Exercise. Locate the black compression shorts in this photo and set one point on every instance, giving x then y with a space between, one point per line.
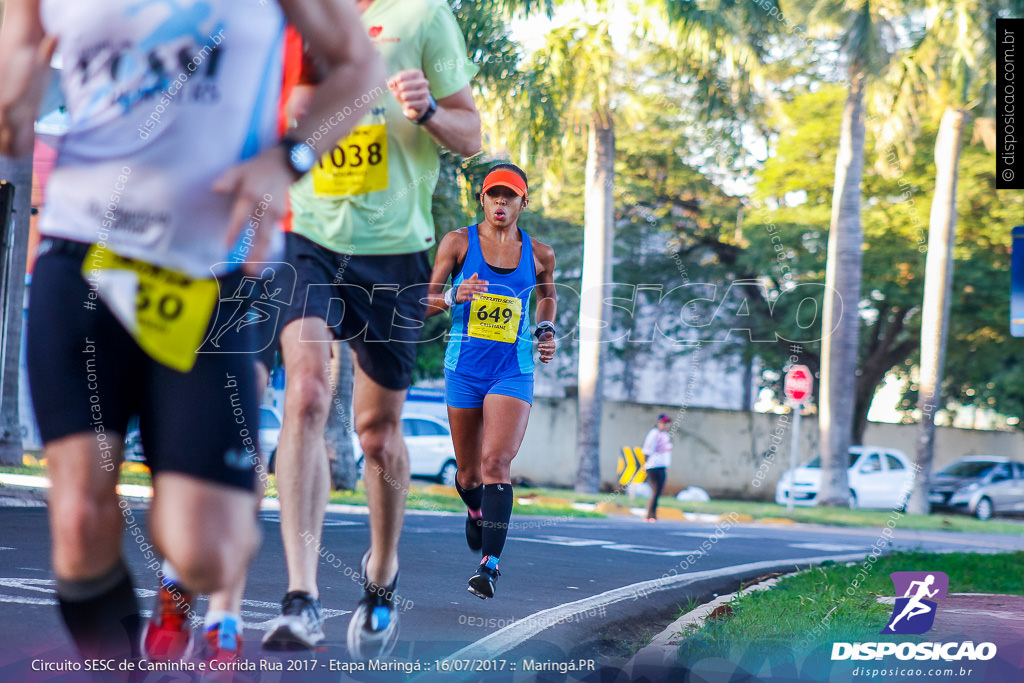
375 303
87 375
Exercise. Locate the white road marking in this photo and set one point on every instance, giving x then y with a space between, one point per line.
606 545
825 547
502 641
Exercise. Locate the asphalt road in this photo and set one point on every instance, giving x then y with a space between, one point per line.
571 590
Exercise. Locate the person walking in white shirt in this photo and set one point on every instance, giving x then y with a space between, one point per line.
657 451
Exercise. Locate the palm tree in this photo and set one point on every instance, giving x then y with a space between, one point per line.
570 79
13 254
859 25
949 69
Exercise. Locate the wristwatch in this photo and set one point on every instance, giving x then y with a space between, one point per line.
300 157
429 113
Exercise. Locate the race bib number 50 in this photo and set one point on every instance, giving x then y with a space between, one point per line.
357 165
496 317
165 311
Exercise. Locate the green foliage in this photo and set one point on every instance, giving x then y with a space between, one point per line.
833 603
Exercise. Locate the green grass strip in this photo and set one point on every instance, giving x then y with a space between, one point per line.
834 602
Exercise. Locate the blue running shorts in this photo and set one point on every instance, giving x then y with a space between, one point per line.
463 391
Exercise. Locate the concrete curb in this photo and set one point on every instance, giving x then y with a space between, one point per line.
660 653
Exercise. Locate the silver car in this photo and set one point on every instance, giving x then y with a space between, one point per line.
981 485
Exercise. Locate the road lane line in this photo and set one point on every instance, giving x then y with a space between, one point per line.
496 644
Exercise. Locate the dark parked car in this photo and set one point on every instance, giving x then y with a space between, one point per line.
981 485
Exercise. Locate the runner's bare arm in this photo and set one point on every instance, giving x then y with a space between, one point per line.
352 72
25 62
456 126
547 303
452 250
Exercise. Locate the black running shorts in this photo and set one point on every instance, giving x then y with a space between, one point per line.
87 375
375 303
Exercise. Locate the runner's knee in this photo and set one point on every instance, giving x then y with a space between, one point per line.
82 530
469 477
213 567
381 441
495 469
310 397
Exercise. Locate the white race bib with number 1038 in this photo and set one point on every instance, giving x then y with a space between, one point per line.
495 317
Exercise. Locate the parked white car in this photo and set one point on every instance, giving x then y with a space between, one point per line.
879 478
431 454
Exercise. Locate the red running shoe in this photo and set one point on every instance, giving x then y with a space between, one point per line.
167 636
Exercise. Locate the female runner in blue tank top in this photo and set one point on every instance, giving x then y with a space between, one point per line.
488 368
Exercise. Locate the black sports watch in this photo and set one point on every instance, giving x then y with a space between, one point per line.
300 157
429 113
544 328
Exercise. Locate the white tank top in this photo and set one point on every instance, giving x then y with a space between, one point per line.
163 96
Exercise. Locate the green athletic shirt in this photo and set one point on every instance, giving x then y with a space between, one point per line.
386 212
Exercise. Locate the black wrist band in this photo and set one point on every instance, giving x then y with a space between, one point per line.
543 328
429 113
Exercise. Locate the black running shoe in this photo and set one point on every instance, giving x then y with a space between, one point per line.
373 630
482 583
300 626
474 532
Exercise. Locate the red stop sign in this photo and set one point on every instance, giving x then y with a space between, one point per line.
799 383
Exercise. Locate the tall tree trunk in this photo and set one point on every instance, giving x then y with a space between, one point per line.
841 321
938 292
337 434
13 253
594 313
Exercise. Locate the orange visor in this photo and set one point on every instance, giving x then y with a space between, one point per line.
507 178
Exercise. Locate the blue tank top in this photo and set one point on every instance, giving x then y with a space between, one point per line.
491 336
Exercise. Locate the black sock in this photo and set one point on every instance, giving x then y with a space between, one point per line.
497 507
473 498
101 614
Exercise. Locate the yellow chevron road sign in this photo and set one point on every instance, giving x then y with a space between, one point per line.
630 467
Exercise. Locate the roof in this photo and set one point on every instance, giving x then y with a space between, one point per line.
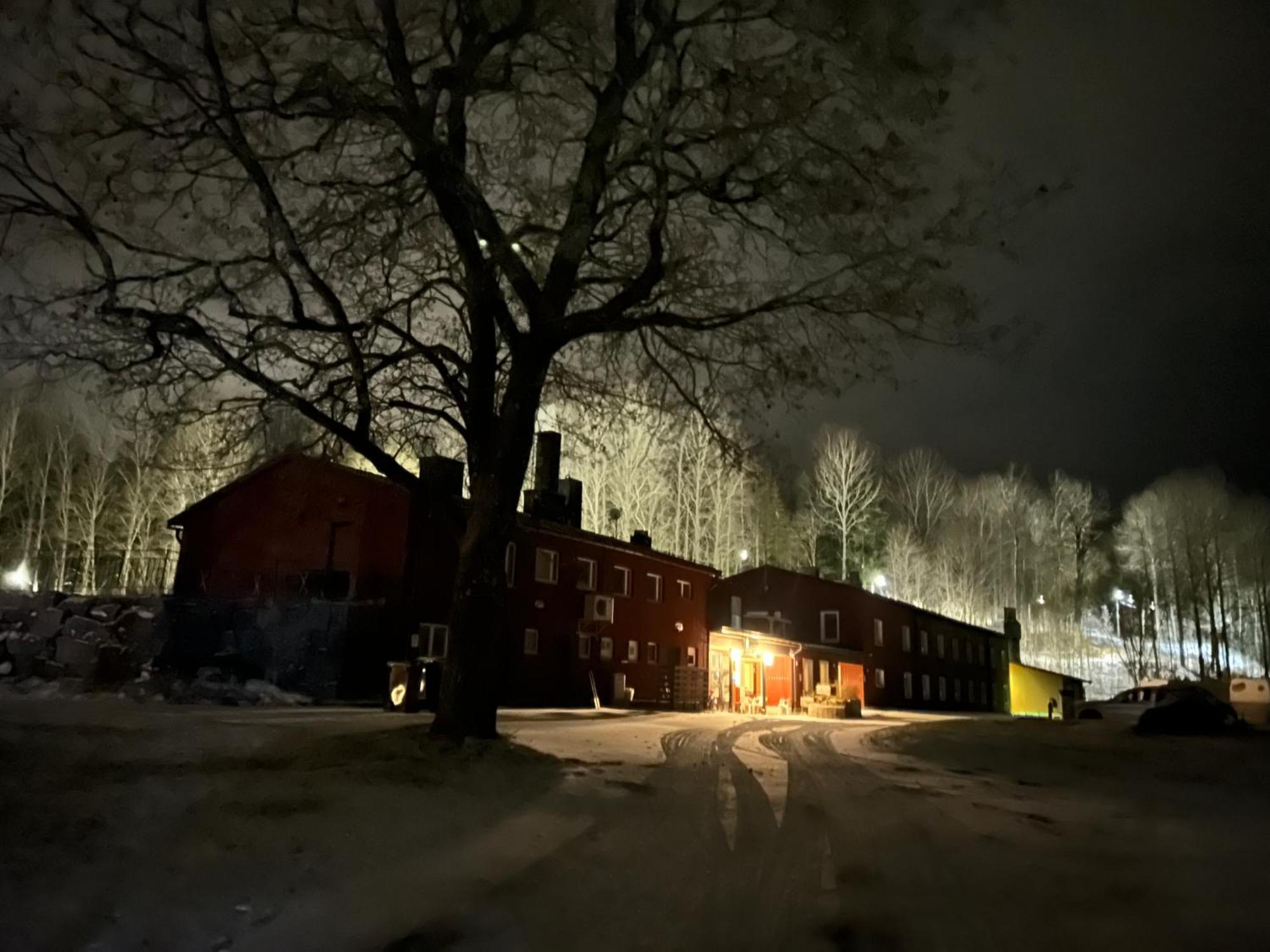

------------

* _Assignment_: Output the listing exactly, pictures excluded.

* _Solved problem_:
Exercise. Locate the black compression shorts in this photo and set one point on every instance, giving x then y with a space between, one point per line.
375 303
87 375
Exercise. Locate the white road marking in this photo and set one point on every instance, giving x then y with a space between, one point per line.
606 545
825 547
502 641
Exercise. Locate the asphalt road in this photo and set one point on every instance, giving x then y with a space between, one point per line.
571 590
Exercise. Locate the person walking in white shirt in this photo and set one point on every instance, giving x then y with a space between, one point per line.
657 451
Exercise. Locate the palm tree in this photo and set one point on every instance, giving x then y with a space between, one point per line.
570 79
13 254
859 25
949 69
Exercise. Locate the wristwatch in this photo and set one point on every instance, giving x then y with a space between, one point per line.
300 157
429 113
Exercise. Locate the race bib number 50 in this photo and set one point on every instance, giving x then y with a space between, one point per line.
357 165
496 317
165 311
Exercise. Locate the green foliage in this photo and set one point on every instance, giving x then y with a space between, one point per line.
833 603
Exercise. Locate the green grass strip in this photo and set one point on every instance, giving x then y with a space between, one point per line.
834 602
Exercise. Locate the blue running shorts in this photo and set one point on every instance, giving x then y with a space between, one point per line.
463 391
Exercise. Locate the concrete curb in this photo and set one point on every instance, giving x then y with a space between, one point per line.
660 653
Exercise. Locate the silver car in this photo and set one point on every instance, giving x then y with a space between, one point per line.
981 485
Exercise. Locate the road lane line in this photo and set one point on every instance, giving x then y with a space between, one point per line.
496 644
Exercise. Locate the dark parked car in this photo and set one point on every instance, giving x then y with a space between, one point per line.
981 485
Exercise. Locate the runner's bare arm in this photo and set one point on every instance, giving x then y with a space between, one point per line.
352 72
25 62
456 126
547 303
452 250
Exercise. Locate the black running shorts in this photo and set one point on every instance, giving x then y with a space between, one point per line.
87 375
375 303
Exercise. Locate the runner's knee in this photo and set one point on every instance, giving x then y with a space between, one point per line.
82 530
469 477
213 567
381 441
495 469
310 397
Exercise. Locate the white race bib with number 1038 in this photo and set one point on every instance, giving x then y with a space between, one point per line.
495 317
Exercise. Locate the parked white car in this photo and set one point on every instance, giving x then y with a space between, one point per line.
879 478
431 454
Exercise. Locate the red running shoe in this photo and set one point on every instance, giving x then y with a space between, one point per line.
167 636
Exercise. Locate the female runner in blue tank top in this photo and set one point on every instance, giving x then y with a space between, one point per line.
488 368
Exercise. Locate the black sports watch in this photo and set one point on every instance, giving x then y with a space between, one point per line.
300 157
429 113
544 328
Exercise. Locate the white tank top in this photo and set one point on every instance, giving x then y with a space between, one point per line.
163 96
Exercise. Locate the green athletic shirt in this photo and set one point on every instance, giving x then y with a space between, one point per line.
386 212
Exercise. Locate the black wrist band in this photo and set one point on every instance, giving x then y with a space between, one point per line.
543 328
429 113
Exercise. Locate the black running shoe in this photo and set one point on every instance, giving x then y with a space between, one point per line.
373 630
482 583
300 626
474 532
Exercise. Locate the red stop sign in this photo and set one point on every instance, giving x then y with a space between, one point per line.
799 383
Exercise. Locate the tall tree trunk in this photo and set one point on every instance, giving x then y with a space between, one point per line.
841 321
938 292
337 434
13 253
594 313
Exercise. Locate the orange visor in this photo and set one point on every instance, giving x then y with a space between, one point per line.
507 178
Exercise. Locate the blue tank top in this photo and set one point on every instance, giving x then y with a space between, one point per line.
491 336
Exercise. Locate the black sock in this photo and set one point on every instance, giving x then y with a space between, one point per line.
497 507
473 498
101 614
Exercise. Locate the yellow chevron road sign in this photo and set one point on every instance, giving x then y with a space between, one point per line.
630 467
Exercise. Locate the roof in this photo and set one point on every instance, giving x then y with a space between, one point per line.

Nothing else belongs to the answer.